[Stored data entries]
-=-=-=-=-

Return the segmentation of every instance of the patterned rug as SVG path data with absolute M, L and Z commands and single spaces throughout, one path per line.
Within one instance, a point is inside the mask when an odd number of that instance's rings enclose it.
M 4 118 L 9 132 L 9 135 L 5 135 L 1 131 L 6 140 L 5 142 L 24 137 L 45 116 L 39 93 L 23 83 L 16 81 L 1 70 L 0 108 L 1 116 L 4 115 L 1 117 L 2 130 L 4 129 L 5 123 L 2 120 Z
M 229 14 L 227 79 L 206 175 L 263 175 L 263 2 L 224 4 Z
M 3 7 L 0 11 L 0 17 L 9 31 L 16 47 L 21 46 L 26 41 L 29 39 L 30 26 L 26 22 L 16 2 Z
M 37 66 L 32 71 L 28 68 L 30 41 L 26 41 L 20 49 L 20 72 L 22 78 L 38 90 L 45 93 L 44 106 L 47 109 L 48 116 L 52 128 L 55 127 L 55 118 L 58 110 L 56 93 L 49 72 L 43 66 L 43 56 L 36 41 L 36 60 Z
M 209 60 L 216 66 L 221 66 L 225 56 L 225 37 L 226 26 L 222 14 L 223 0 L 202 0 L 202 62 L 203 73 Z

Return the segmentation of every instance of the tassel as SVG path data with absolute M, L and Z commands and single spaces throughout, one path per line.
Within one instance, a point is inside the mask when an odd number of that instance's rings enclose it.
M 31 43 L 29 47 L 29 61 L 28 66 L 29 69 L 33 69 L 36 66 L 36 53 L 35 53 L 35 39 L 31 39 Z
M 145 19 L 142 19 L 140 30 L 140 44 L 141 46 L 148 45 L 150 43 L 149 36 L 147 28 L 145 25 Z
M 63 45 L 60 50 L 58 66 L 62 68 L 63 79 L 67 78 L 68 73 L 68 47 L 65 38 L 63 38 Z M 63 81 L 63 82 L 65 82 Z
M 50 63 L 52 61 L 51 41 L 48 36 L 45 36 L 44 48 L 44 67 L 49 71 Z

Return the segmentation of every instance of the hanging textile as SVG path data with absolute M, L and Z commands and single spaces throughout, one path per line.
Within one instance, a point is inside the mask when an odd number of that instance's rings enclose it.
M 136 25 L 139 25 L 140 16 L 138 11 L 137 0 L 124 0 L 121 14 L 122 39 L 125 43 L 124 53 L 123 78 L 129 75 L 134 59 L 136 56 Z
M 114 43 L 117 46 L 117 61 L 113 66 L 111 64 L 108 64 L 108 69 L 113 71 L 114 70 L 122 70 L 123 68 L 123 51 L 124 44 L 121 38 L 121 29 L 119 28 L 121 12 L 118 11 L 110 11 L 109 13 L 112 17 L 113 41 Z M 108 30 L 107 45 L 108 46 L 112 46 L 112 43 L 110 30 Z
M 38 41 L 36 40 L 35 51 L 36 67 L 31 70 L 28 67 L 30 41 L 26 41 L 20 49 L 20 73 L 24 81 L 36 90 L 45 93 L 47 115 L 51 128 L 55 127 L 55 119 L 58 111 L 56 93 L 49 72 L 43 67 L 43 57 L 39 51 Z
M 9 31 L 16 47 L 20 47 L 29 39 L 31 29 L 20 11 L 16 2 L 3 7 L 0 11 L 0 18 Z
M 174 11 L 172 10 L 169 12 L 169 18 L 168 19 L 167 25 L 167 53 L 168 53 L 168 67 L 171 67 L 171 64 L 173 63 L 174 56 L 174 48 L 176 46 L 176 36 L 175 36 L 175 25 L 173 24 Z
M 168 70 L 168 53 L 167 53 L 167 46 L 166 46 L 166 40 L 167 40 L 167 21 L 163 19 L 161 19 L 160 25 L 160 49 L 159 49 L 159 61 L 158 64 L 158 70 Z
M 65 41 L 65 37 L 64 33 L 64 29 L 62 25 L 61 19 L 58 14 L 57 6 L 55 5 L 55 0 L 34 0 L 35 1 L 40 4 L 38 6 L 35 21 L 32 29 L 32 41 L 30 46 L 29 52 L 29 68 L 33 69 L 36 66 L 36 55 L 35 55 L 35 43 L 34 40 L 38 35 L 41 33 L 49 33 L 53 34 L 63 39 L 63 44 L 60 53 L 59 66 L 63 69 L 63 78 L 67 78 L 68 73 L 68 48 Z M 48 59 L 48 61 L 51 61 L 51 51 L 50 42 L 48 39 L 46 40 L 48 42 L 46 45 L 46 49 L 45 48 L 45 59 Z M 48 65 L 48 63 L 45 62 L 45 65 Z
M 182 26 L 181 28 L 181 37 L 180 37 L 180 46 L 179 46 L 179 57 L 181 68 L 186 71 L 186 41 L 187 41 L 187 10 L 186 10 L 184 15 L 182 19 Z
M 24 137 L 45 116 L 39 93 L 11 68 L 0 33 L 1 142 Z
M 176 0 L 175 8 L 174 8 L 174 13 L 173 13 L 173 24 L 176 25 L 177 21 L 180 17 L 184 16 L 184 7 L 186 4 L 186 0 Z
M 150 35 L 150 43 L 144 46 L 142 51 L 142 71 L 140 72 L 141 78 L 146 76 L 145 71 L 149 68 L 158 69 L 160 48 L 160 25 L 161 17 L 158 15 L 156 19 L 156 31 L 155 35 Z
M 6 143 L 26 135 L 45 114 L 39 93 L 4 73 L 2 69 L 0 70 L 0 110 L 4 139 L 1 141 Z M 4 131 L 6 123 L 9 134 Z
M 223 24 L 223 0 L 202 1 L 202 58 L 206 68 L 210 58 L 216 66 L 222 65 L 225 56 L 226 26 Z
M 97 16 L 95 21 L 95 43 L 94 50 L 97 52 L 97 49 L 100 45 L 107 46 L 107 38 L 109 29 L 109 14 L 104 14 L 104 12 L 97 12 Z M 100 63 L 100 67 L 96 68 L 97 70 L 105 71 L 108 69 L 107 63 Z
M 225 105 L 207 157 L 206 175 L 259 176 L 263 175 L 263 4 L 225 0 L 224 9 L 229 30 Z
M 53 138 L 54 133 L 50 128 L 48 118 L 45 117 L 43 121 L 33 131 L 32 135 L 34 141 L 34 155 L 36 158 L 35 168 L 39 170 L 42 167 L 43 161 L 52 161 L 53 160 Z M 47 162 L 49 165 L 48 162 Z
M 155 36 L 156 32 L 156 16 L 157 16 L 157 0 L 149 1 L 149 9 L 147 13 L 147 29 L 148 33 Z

-=-=-=-=-

TASK BRIEF -> Return the listing above word for word.

THE ANSWER ->
Return the segmentation of every instance of the patterned rug as SVG path data with absolute M, L and Z commands and single spaces throughout, one path per line.
Within one instance, a point is inside the mask when an odd number of that instance's rings enclose it.
M 4 118 L 9 132 L 9 135 L 5 135 L 1 131 L 6 140 L 5 142 L 24 137 L 45 116 L 39 93 L 23 83 L 16 81 L 1 70 L 0 108 L 1 116 L 4 115 L 1 117 L 2 130 L 4 129 L 5 123 L 2 120 Z
M 229 14 L 227 79 L 206 175 L 263 175 L 263 2 L 224 4 Z
M 3 7 L 0 11 L 0 17 L 9 31 L 16 47 L 21 46 L 26 41 L 29 39 L 30 26 L 26 22 L 16 2 Z
M 37 66 L 32 71 L 28 68 L 30 41 L 26 41 L 20 49 L 20 72 L 22 78 L 38 90 L 45 93 L 44 106 L 47 109 L 48 116 L 52 128 L 55 127 L 55 118 L 58 110 L 56 93 L 49 72 L 43 66 L 43 56 L 36 41 L 36 60 Z
M 209 60 L 216 66 L 221 66 L 225 56 L 225 37 L 226 26 L 222 14 L 223 0 L 202 0 L 202 62 L 203 73 Z

Return the segmentation of every instance of the tassel as SVG path data with absolute M, L and Z commands and single spaces throughout, one path per line.
Within one instance, a point is inside the mask when an odd number of that instance's rings enclose it.
M 31 43 L 29 47 L 29 61 L 28 66 L 29 69 L 33 69 L 36 66 L 36 53 L 35 53 L 35 39 L 31 39 Z
M 145 19 L 142 19 L 140 30 L 140 44 L 141 46 L 148 45 L 150 43 L 149 36 L 147 28 L 145 25 Z
M 63 45 L 60 50 L 58 66 L 62 68 L 63 79 L 67 78 L 68 73 L 68 47 L 65 38 L 63 38 Z M 63 81 L 63 82 L 65 82 Z
M 50 63 L 52 61 L 51 41 L 48 36 L 45 36 L 44 48 L 44 67 L 49 71 Z

Return the segmentation of every instance of the hanging textile as SVG path data with absolute M, L and Z commands and single spaces throughout, one path per line.
Within one instance, a point is inside the mask when an odd number of that instance's rings enclose it.
M 136 25 L 139 25 L 140 16 L 138 11 L 137 0 L 124 0 L 121 14 L 122 39 L 125 43 L 124 53 L 123 78 L 129 75 L 134 59 L 136 56 Z
M 114 43 L 117 46 L 117 61 L 113 66 L 111 64 L 108 64 L 108 69 L 113 71 L 114 70 L 122 70 L 123 68 L 123 51 L 124 44 L 121 38 L 121 29 L 119 28 L 121 12 L 118 11 L 110 11 L 109 13 L 112 17 L 113 41 Z M 108 30 L 107 45 L 108 46 L 112 46 L 112 43 L 110 30 Z
M 38 41 L 36 40 L 35 51 L 36 67 L 31 70 L 28 67 L 30 41 L 26 41 L 20 49 L 20 73 L 24 81 L 36 90 L 45 93 L 47 115 L 51 128 L 55 127 L 55 119 L 58 111 L 56 93 L 49 72 L 43 67 L 43 57 L 39 51 Z
M 9 31 L 16 47 L 20 47 L 29 39 L 31 29 L 20 11 L 16 2 L 3 7 L 0 11 L 0 18 Z
M 174 11 L 172 10 L 169 12 L 169 18 L 168 19 L 167 25 L 167 53 L 168 53 L 168 67 L 171 67 L 171 64 L 173 63 L 174 56 L 174 48 L 176 46 L 176 36 L 175 36 L 175 25 L 173 24 Z
M 168 70 L 168 53 L 167 53 L 167 46 L 166 46 L 166 40 L 167 40 L 167 21 L 163 19 L 161 19 L 160 25 L 160 49 L 159 49 L 159 61 L 158 64 L 158 70 Z
M 65 41 L 65 37 L 64 33 L 64 29 L 62 25 L 61 19 L 58 14 L 57 6 L 55 5 L 55 0 L 34 0 L 35 1 L 40 4 L 38 6 L 35 21 L 32 29 L 32 41 L 30 46 L 29 52 L 29 68 L 33 69 L 36 66 L 36 55 L 35 55 L 35 43 L 34 40 L 38 35 L 41 33 L 49 33 L 53 34 L 63 39 L 63 44 L 60 53 L 59 66 L 63 69 L 63 78 L 67 78 L 68 73 L 68 48 Z M 48 59 L 48 61 L 51 61 L 51 51 L 50 42 L 48 39 L 46 40 L 48 42 L 46 45 L 46 49 L 45 48 L 45 59 Z M 48 65 L 48 63 L 45 62 L 45 65 Z
M 182 26 L 181 28 L 181 37 L 180 37 L 180 46 L 179 46 L 179 57 L 181 68 L 186 71 L 186 41 L 187 41 L 187 10 L 186 10 L 184 15 L 182 19 Z
M 24 137 L 45 116 L 39 93 L 11 68 L 0 33 L 1 142 Z
M 176 0 L 175 8 L 174 8 L 174 13 L 173 13 L 173 24 L 176 25 L 177 21 L 180 17 L 184 16 L 184 7 L 186 4 L 186 0 Z
M 150 35 L 150 43 L 144 46 L 142 51 L 142 71 L 140 72 L 141 78 L 146 76 L 145 71 L 149 68 L 158 69 L 160 48 L 160 25 L 161 17 L 158 15 L 156 19 L 156 31 L 155 35 Z
M 6 143 L 26 135 L 45 114 L 39 93 L 4 73 L 2 69 L 0 70 L 0 110 L 4 139 L 1 141 Z M 4 131 L 6 123 L 9 134 Z
M 223 24 L 223 0 L 202 1 L 202 58 L 206 68 L 210 58 L 216 66 L 222 65 L 225 56 L 226 26 Z
M 97 16 L 95 21 L 95 43 L 94 50 L 97 52 L 97 49 L 100 45 L 107 46 L 107 38 L 109 29 L 109 14 L 104 14 L 104 12 L 97 12 Z M 100 63 L 100 67 L 96 68 L 97 70 L 105 71 L 108 69 L 107 63 Z
M 225 105 L 207 157 L 206 175 L 259 176 L 263 175 L 263 4 L 225 0 L 224 9 L 229 30 Z
M 53 138 L 54 133 L 50 128 L 48 118 L 45 117 L 43 121 L 33 131 L 32 135 L 34 141 L 34 155 L 36 158 L 35 168 L 39 170 L 42 167 L 43 161 L 52 161 L 53 160 Z M 47 162 L 49 165 L 48 162 Z
M 155 36 L 156 32 L 156 16 L 157 16 L 157 0 L 149 1 L 149 9 L 147 13 L 147 29 L 148 33 Z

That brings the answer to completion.